__Work required__.
Collect each line in the rows below that contains the string "temple". Case matters, so count only lines with that exact capitalization.

--- start ---

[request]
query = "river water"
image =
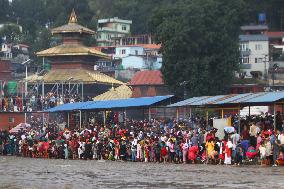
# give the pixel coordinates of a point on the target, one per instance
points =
(16, 172)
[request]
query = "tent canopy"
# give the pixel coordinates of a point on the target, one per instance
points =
(111, 104)
(233, 100)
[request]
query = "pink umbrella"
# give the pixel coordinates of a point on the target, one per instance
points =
(21, 126)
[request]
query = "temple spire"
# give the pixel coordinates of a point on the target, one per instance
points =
(73, 17)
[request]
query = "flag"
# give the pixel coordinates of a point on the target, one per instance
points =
(3, 84)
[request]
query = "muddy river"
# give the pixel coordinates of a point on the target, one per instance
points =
(18, 172)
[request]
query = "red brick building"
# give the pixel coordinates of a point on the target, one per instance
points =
(5, 70)
(148, 83)
(9, 120)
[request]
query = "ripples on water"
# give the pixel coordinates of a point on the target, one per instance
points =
(42, 173)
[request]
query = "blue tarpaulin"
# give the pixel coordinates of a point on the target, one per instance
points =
(111, 104)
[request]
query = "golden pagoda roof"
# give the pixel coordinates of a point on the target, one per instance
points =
(72, 27)
(71, 50)
(121, 92)
(74, 75)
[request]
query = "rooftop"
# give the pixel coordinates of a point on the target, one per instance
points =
(275, 34)
(253, 38)
(71, 50)
(115, 19)
(254, 27)
(121, 92)
(81, 75)
(149, 77)
(72, 27)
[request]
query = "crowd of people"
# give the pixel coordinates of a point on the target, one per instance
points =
(36, 102)
(167, 141)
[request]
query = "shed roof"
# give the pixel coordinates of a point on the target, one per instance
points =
(111, 104)
(253, 38)
(83, 75)
(72, 50)
(149, 77)
(233, 100)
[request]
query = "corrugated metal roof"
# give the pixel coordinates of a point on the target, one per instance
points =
(148, 77)
(188, 101)
(253, 38)
(121, 92)
(233, 99)
(254, 27)
(69, 106)
(84, 75)
(126, 103)
(268, 97)
(110, 104)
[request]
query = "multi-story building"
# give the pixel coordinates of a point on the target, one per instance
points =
(276, 44)
(112, 28)
(133, 40)
(254, 50)
(141, 57)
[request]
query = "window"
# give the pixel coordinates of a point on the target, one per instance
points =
(245, 60)
(258, 47)
(244, 47)
(11, 120)
(258, 60)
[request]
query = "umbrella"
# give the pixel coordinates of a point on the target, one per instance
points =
(21, 126)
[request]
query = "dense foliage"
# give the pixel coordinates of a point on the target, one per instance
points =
(199, 44)
(199, 37)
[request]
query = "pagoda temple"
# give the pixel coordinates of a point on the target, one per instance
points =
(74, 61)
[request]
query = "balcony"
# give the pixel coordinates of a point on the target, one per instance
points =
(246, 66)
(245, 52)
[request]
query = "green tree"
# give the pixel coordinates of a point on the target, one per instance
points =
(199, 44)
(11, 33)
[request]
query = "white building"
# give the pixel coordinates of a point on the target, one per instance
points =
(6, 50)
(142, 62)
(142, 57)
(125, 51)
(254, 50)
(111, 28)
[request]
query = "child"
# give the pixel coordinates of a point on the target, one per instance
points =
(164, 152)
(228, 153)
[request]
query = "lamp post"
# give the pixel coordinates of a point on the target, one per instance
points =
(183, 84)
(26, 83)
(274, 69)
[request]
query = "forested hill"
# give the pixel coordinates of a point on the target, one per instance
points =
(34, 15)
(200, 38)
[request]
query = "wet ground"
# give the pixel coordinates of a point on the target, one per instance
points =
(18, 172)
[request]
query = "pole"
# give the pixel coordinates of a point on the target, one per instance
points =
(104, 117)
(82, 92)
(68, 119)
(26, 91)
(249, 111)
(207, 117)
(125, 117)
(26, 83)
(177, 113)
(42, 103)
(239, 120)
(274, 121)
(80, 119)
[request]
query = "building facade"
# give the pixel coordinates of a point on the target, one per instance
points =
(112, 28)
(254, 52)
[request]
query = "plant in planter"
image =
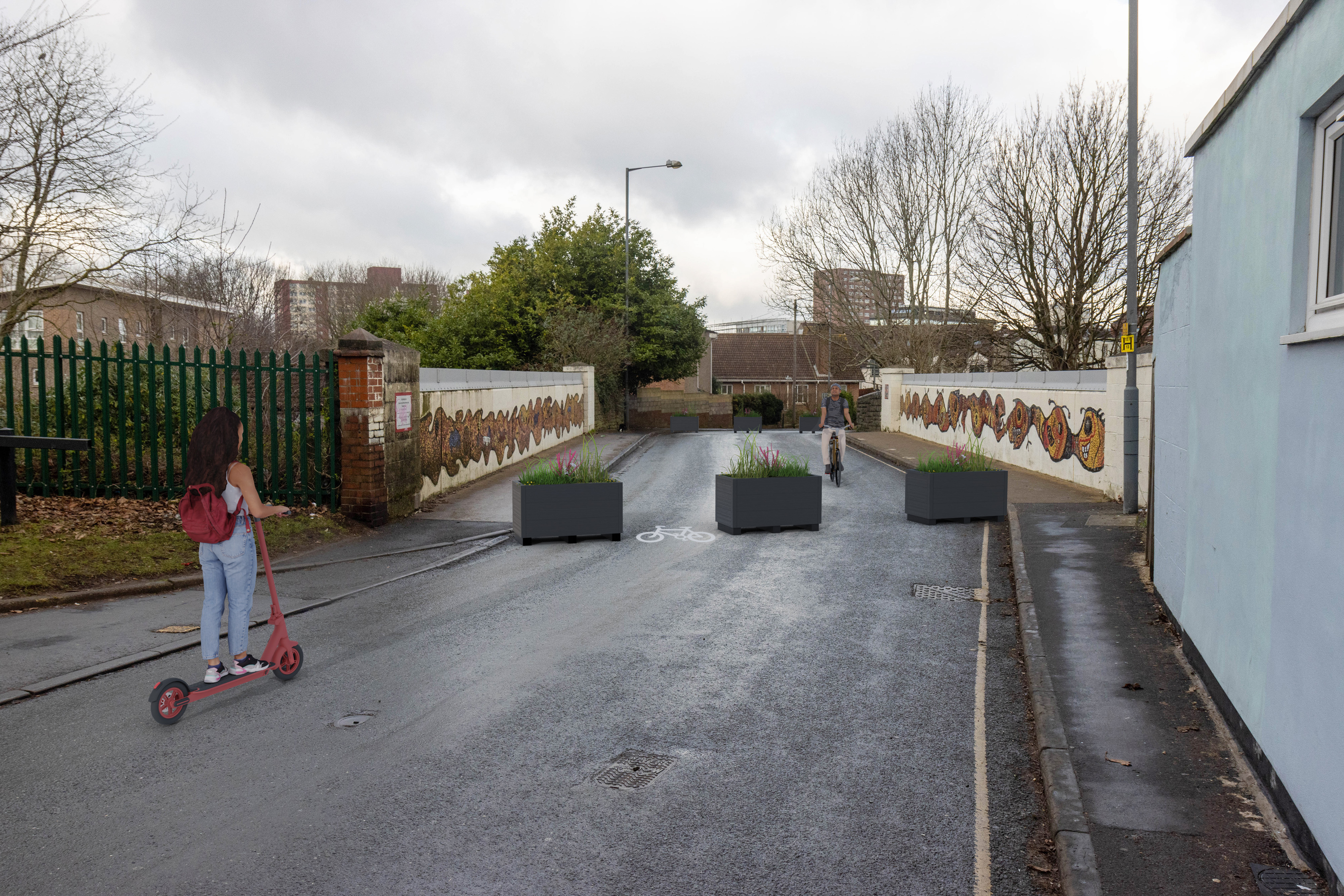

--- end ---

__Completed exercise__.
query = "temple spire"
query = "pagoda temple"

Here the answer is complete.